[SUPPLIED DATA — start]

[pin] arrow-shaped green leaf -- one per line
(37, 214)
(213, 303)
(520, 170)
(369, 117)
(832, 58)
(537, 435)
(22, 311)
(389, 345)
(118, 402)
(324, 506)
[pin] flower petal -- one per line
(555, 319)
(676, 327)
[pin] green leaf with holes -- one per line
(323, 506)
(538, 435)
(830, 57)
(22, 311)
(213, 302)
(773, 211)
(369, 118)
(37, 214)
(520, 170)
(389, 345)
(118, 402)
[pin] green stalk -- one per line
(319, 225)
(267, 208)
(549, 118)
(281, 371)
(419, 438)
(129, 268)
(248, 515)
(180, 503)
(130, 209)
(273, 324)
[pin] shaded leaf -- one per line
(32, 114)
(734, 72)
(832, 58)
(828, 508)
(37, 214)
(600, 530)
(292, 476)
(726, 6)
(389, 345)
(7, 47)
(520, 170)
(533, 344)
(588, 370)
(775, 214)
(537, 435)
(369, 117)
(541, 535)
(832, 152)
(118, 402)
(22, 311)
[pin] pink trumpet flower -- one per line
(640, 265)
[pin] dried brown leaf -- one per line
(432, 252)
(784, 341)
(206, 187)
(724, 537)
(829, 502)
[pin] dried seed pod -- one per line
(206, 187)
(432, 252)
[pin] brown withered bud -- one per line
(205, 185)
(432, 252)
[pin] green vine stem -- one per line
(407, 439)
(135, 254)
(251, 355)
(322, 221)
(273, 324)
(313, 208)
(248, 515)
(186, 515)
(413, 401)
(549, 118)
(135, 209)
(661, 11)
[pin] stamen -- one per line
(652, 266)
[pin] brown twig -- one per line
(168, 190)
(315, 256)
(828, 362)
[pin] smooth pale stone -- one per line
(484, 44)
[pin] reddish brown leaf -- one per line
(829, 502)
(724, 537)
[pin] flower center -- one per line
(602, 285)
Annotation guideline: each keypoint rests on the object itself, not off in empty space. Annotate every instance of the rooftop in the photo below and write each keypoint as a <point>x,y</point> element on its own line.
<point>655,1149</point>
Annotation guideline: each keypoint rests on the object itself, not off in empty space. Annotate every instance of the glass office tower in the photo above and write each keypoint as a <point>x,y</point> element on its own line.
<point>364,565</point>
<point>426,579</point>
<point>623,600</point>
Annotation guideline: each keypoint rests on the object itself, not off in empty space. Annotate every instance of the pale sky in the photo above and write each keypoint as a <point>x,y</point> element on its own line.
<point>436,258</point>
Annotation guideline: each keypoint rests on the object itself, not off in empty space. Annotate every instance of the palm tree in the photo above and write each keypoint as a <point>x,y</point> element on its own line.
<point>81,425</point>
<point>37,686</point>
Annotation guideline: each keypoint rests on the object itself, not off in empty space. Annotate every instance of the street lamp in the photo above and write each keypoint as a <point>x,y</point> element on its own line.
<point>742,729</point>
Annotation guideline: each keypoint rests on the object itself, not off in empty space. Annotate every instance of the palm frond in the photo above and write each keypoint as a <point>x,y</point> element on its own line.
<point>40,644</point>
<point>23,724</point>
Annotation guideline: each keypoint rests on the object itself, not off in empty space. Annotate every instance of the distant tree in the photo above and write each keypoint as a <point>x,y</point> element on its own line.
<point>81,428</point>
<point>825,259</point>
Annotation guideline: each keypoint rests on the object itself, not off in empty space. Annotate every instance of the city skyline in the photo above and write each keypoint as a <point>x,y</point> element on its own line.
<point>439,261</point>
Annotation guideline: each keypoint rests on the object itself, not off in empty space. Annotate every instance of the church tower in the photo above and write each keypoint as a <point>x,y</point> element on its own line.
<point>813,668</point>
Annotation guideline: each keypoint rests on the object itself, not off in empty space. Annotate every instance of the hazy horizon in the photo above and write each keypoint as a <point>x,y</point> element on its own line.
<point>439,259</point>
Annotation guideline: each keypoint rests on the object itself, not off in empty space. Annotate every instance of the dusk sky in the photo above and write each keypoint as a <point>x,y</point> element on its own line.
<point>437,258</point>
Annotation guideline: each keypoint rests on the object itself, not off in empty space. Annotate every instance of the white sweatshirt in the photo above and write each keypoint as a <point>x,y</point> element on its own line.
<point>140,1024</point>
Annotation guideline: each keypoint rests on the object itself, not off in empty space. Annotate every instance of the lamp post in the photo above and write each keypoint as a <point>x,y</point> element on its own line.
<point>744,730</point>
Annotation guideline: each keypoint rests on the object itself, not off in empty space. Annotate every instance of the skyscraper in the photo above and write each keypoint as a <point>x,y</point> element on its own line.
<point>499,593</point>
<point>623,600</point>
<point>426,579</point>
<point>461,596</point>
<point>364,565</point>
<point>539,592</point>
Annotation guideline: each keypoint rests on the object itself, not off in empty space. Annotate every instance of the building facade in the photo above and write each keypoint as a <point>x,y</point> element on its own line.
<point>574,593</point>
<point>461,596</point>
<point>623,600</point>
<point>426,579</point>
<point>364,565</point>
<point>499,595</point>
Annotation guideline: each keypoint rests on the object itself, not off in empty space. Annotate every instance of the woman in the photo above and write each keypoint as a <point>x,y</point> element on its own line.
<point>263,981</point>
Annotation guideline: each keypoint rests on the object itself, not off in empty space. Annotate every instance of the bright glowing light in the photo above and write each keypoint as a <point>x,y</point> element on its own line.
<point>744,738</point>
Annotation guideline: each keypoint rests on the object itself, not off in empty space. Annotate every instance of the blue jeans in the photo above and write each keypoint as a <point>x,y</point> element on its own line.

[SUPPLIED DATA — finish]

• _WORK ORDER_:
The answer must be the complete listing, repeated exactly.

• _RESPONSE_:
[pin] arrow-shaped green leaf -- one per line
(37, 214)
(213, 303)
(520, 170)
(369, 117)
(832, 58)
(537, 435)
(22, 311)
(389, 345)
(118, 402)
(324, 506)
[pin] flower petal -- one per line
(555, 319)
(676, 327)
[pin] green leaf with holes -- one per line
(323, 506)
(538, 435)
(830, 57)
(22, 311)
(213, 302)
(773, 211)
(369, 118)
(37, 214)
(520, 170)
(389, 345)
(118, 402)
[pin] green stalk -- one per line
(319, 225)
(267, 208)
(549, 118)
(281, 371)
(419, 438)
(129, 268)
(248, 515)
(180, 503)
(130, 209)
(273, 324)
[pin] shaded leaf -- one per line
(32, 114)
(734, 72)
(832, 58)
(828, 508)
(37, 214)
(600, 530)
(292, 476)
(726, 6)
(389, 345)
(7, 47)
(520, 170)
(533, 344)
(588, 370)
(775, 214)
(537, 435)
(369, 117)
(541, 535)
(832, 152)
(118, 402)
(22, 311)
[pin] pink trumpet flower -- one per line
(640, 265)
[pin] dried brown leaf -- one per line
(432, 252)
(784, 341)
(206, 187)
(724, 537)
(829, 502)
[pin] dried seed pod -- one per line
(206, 187)
(432, 252)
[pin] brown withered bud -- one per line
(205, 185)
(432, 252)
[pin] green vine stem -- one per line
(407, 439)
(135, 254)
(251, 355)
(322, 221)
(273, 324)
(313, 208)
(248, 515)
(186, 515)
(413, 401)
(549, 118)
(135, 209)
(661, 11)
[pin] stamen -- one per line
(652, 266)
[pin] brown twig -- one per line
(168, 190)
(315, 256)
(828, 362)
[pin] smooth pale stone -- one per line
(484, 44)
[pin] reddish brown leaf -- one per line
(829, 502)
(724, 537)
[pin] flower center -- one per line
(602, 285)
Annotation guideline: each keypoint rests on the object itself, not off in empty space. Annotate every instance of the rooftop in the photo below and write each keypoint as a <point>x,y</point> element on its own line.
<point>655,1149</point>
Annotation guideline: each keypoint rests on the object itself, not off in empty space. Annotate every instance of the glass office tower in the photo above and write each keypoint as a <point>x,y</point> element on its own line.
<point>364,565</point>
<point>426,579</point>
<point>623,600</point>
Annotation guideline: each keypoint rests on the object itself, not off in empty space. Annotate every instance of the pale sky in the photo above and write each keypoint as a <point>x,y</point> element on its own line.
<point>436,258</point>
Annotation guideline: each keypoint rests on the object itself, not off in empty space. Annotate every instance of the palm tree in the photo above and write each keypoint as a <point>x,y</point> element on its own line.
<point>81,425</point>
<point>37,686</point>
Annotation guideline: each keypoint rests on the object itself, not off in empty space. Annotate every instance of the street lamp in the photo above and write each keypoint as a <point>x,y</point> element on its own line.
<point>742,729</point>
Annotation guideline: each keypoint rests on the object itself, not off in empty space. Annotate every instance of the palm frond in the photo above and write each keypoint as a <point>x,y</point> element on its own line.
<point>40,644</point>
<point>23,724</point>
Annotation guideline: each keypoint rests on the object itself, not off in empty space. Annotate every instance of the distant tree in the photo above and write each keypoint as a <point>x,y</point> element on its own line.
<point>81,428</point>
<point>825,259</point>
Annotation guideline: each keypoint rests on the object itself, not off in empty space. Annotate every instance of the city skyline in the photo above and write each keypoint as a <point>x,y</point> element on its own line.
<point>439,261</point>
Annotation guideline: each keypoint rests on the object itself, not off in empty space. Annotate every instance of the church tower in the photo above and write each keypoint as a <point>x,y</point> element on its own line.
<point>813,668</point>
Annotation guideline: each keypoint rests on the object itself, not off in empty space. Annotate every instance of the hazy horizon in the photo above and write each keypoint as a <point>x,y</point> element on its own line.
<point>439,259</point>
Annotation guideline: each keypoint rests on the object itself, not off in empty space. Annotate every instance of the dusk sky in the photo above and write each keypoint as a <point>x,y</point> element on its own line.
<point>437,258</point>
Annotation guideline: each keypoint rests on the object itself, not off in empty space. Annotate every instance of the white sweatshirt in the photo above and write each keypoint as a <point>x,y</point> element on its own line.
<point>140,1024</point>
Annotation guideline: each keypoint rests on the object itself, not off in empty space. Annotate every instance of the lamp post in the photo above and write each keypoint as a <point>x,y</point> element on its own line.
<point>744,730</point>
Annotation guideline: each keypoint rests on the object itself, not off in empty space. Annotate every instance of the skyscraper in the photo above and write each keypoint as a <point>x,y</point> element on its own line.
<point>499,593</point>
<point>623,600</point>
<point>426,579</point>
<point>461,596</point>
<point>364,565</point>
<point>539,592</point>
Annotation guideline: each keypoint rests on the object itself, not off in empty space. Annotate every instance of the building facade in the photo above and write each keypoint as a <point>x,y</point> element on its own line.
<point>574,593</point>
<point>461,596</point>
<point>623,600</point>
<point>426,579</point>
<point>364,565</point>
<point>499,595</point>
Annotation guideline: each keypoint rests on the object itself, not off in empty space. Annotate every instance of the woman in the photo above and write each keypoint as a <point>x,y</point> element on its own line.
<point>263,981</point>
Annotation guideline: each keypoint rests on the object itself, not off in empty space. Annotate every instance of the bright glowing light in the photo above and write each keypoint as a <point>x,y</point> element on its own line.
<point>744,738</point>
Annotation guideline: each keypoint rests on the object itself, not off in empty space. Annotate every instance of the blue jeans in the photo above and write each keypoint as a <point>x,y</point> element on its own line.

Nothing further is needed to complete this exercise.